Amasino receives Alexander von Humboldt Award
Richard M. Amasino, a plant molecular biologist in the Department of Biochemistry, has been named the recipient of the 1999 Alexander von Humboldt Award. Amasino will receive the award at a ceremony Oct. 28 in Madison.
Amasino is being recognized for his studies of processes that regulate flowering time in plants and the mechanisms that control senescence, the process by which leaves age and drop from plants. Those findings help explain how plants regulate important activities; they have far-reaching implications for agriculture.
The Alexander von Humboldt Award is one of the most prestigious awards for agricultural research in the United States. Named in honor of the 19th-century German naturalist and geographer, the award is presented each year to an individual considered to have made the most significant contribution to agriculture in the previous five years.
Amasino and his colleagues recently identified a key gene that determines whether plants behave as annuals or biennials. Annuals produce flowers their first summer; biennials, such as cabbage, carrots, onions and beets, produce flowers the summer after they’ve been exposed to prolonged cold.
Amasino and his group also created a gene that blocks senescence. They demonstrated that plants with that gene produced more plant tissue and seeds than control plants. Scientists at universities and companies around the world are following up on the discovery, which has the potential to improve agricultural crops, such as alfalfa, corn, soybean and vegetables, as well as ornamental plants and cut flowers.
Amasino has been on the UW–Madison faculty since 1985, and has received other honors including a Shaw Scholar Award and a Presidential Young Investigator Award.
Dr. Alfred Toepfer, an internationally known grain merchant from Hamburg, Germany, established the Alexander von Humboldt Foundation in New York City in 1969. Under Toepfer’s leadership, the foundation’s board of trustees established the Alexander von Humboldt Award in 1974. The award includes a $15,000 cash prize, a medallion, a certificate and a $5,000 scholarship for a student to study agriculture in Germany.
Amasino is the third professor from the College of Agricultural and Life Sciences to receive the award since its inception in 1975. Neal First, an animal scientist, received the award in 1987 and Winston Brill, a former professor of bacteriology, received the award in 1979.

Records supplied:

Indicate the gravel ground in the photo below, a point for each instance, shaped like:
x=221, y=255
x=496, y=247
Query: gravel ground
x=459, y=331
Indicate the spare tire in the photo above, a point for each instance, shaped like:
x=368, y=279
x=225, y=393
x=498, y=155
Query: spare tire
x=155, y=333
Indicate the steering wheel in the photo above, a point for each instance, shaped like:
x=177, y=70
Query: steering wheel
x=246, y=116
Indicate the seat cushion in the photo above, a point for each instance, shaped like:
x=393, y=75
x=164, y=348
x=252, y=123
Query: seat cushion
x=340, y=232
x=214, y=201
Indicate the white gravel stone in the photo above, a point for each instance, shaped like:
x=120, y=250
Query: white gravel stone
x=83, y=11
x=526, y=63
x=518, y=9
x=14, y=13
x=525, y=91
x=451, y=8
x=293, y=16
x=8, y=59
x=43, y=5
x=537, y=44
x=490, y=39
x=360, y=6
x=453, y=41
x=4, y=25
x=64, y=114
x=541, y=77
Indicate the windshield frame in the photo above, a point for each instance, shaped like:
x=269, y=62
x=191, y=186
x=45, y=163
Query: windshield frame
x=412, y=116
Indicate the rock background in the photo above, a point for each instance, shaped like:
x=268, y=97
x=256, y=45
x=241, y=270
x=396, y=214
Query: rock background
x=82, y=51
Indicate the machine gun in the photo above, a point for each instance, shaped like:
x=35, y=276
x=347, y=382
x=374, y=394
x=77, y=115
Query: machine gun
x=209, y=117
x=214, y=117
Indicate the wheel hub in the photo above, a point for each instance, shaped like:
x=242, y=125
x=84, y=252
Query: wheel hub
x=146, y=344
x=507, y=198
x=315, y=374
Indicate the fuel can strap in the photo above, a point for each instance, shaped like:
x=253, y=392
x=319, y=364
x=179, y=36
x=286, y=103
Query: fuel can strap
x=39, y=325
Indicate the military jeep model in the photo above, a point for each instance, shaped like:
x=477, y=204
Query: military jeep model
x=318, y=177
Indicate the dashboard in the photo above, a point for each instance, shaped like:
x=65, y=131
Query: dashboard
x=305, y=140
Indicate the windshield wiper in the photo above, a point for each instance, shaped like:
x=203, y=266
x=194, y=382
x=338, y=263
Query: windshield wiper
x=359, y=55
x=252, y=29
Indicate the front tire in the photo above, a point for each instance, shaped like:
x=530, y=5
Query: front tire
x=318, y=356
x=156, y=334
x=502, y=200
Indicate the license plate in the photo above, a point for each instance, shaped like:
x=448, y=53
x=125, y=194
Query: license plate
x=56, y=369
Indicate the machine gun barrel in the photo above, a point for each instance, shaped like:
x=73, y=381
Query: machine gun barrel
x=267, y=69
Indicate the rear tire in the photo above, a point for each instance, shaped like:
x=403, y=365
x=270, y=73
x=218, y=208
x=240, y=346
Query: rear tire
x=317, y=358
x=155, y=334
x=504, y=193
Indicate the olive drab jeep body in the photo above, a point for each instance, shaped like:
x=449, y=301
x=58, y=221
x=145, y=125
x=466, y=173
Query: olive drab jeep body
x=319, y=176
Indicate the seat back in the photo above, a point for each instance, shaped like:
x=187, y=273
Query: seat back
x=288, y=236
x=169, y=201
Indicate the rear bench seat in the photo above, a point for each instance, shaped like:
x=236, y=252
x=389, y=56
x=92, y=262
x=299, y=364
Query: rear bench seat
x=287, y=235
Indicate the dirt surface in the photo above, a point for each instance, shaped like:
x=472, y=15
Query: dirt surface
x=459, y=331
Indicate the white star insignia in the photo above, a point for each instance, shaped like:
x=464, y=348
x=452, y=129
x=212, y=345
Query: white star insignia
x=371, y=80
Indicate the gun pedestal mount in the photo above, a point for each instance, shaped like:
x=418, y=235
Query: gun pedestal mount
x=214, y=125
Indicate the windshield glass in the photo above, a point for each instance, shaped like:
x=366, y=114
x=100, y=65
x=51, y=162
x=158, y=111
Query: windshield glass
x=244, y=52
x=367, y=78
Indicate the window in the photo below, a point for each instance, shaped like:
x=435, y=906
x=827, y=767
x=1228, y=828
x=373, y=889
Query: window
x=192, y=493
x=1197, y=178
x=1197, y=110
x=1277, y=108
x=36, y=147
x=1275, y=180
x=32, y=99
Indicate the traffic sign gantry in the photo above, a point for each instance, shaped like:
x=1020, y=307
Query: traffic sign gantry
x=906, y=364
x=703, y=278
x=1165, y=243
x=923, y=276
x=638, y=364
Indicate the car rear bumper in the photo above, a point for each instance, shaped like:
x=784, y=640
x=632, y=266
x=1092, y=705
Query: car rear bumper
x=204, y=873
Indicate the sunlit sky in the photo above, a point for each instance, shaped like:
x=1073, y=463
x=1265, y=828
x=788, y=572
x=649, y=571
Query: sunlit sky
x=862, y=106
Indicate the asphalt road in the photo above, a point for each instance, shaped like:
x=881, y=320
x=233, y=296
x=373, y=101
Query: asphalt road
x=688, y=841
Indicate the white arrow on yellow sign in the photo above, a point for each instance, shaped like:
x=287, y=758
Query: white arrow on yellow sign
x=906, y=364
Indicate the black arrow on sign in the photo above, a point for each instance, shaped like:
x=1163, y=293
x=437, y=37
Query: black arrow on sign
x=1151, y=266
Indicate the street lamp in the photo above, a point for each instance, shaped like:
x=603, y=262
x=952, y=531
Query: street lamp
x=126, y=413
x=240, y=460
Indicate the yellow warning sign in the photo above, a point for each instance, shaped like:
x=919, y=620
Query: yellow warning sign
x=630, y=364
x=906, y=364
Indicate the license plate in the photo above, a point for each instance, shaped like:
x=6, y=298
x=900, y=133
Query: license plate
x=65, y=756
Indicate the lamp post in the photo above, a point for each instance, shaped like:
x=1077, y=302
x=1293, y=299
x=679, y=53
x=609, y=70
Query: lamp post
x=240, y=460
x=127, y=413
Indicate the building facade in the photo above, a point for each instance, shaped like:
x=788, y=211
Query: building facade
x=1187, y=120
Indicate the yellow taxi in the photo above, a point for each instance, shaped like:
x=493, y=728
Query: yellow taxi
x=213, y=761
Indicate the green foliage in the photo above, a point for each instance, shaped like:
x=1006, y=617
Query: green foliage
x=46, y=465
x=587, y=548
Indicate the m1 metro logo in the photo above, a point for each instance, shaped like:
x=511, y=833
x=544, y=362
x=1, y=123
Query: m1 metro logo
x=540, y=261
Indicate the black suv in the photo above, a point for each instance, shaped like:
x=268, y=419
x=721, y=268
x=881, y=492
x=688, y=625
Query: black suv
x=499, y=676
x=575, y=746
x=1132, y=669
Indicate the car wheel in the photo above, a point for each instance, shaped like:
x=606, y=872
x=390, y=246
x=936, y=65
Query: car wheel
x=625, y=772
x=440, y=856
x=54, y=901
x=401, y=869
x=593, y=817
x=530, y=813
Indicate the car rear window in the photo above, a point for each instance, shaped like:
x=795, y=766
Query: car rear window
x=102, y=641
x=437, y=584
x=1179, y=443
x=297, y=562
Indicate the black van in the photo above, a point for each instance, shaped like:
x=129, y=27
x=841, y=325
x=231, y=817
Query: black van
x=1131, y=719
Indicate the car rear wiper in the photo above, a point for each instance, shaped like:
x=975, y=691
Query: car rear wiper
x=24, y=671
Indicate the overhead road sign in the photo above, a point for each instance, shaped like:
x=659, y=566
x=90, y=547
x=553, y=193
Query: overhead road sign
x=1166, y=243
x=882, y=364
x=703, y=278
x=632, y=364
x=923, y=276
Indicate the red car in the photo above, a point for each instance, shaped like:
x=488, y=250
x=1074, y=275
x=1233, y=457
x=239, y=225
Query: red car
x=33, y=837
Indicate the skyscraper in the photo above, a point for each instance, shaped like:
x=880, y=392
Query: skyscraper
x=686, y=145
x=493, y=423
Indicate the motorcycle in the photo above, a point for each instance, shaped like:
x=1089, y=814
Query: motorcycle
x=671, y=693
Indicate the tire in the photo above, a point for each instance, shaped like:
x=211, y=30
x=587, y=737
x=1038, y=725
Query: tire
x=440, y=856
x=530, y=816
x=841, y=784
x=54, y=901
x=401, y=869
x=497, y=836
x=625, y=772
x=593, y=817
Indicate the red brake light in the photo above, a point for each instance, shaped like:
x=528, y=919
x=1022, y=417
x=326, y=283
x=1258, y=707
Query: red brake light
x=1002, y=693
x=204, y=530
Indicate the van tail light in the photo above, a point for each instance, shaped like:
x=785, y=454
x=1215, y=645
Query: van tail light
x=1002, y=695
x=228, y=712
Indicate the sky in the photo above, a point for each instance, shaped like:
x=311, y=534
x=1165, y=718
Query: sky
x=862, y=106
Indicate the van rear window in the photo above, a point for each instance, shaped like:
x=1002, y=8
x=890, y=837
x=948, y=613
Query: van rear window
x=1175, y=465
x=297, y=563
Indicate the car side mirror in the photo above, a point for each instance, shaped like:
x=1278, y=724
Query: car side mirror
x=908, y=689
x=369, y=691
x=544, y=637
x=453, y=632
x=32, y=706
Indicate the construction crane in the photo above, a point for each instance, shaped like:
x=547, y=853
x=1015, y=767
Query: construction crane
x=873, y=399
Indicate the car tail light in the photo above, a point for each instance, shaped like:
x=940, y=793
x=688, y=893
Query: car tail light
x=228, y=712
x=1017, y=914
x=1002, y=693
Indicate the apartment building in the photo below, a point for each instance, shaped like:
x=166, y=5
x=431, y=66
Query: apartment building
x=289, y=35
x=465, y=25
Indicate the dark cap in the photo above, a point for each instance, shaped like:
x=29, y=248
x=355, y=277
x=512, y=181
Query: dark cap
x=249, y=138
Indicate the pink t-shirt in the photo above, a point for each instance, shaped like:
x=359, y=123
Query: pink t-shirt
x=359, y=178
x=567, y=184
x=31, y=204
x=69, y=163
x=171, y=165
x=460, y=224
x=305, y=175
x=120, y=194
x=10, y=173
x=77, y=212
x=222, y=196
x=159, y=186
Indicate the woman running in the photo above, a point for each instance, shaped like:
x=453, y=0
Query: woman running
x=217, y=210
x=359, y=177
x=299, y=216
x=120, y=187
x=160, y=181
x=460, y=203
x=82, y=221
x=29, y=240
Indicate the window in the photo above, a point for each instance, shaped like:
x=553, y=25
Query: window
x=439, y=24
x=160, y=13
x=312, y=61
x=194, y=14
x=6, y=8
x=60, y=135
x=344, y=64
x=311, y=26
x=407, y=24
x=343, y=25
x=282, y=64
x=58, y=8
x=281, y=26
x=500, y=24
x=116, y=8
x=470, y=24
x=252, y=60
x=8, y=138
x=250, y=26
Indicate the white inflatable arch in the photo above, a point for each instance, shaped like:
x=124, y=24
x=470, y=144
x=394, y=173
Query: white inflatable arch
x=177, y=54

Requirement:
In the article on Amasino's Humboldt Award, how is senescence defined?

Solution to this problem:
It is the process by which leaves age and drop from plants.